### Collected data entries
------------------------

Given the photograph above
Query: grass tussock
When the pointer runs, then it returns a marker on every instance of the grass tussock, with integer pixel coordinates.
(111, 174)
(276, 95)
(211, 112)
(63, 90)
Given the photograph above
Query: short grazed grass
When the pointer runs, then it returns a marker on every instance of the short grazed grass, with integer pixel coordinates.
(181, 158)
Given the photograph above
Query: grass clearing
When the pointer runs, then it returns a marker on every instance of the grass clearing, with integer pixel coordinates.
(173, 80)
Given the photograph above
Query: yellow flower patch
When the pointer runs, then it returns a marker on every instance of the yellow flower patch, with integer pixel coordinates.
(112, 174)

------------------------

### Work instruction
Write the number of data lines with "Query", nothing else.

### Answer to the exercise
4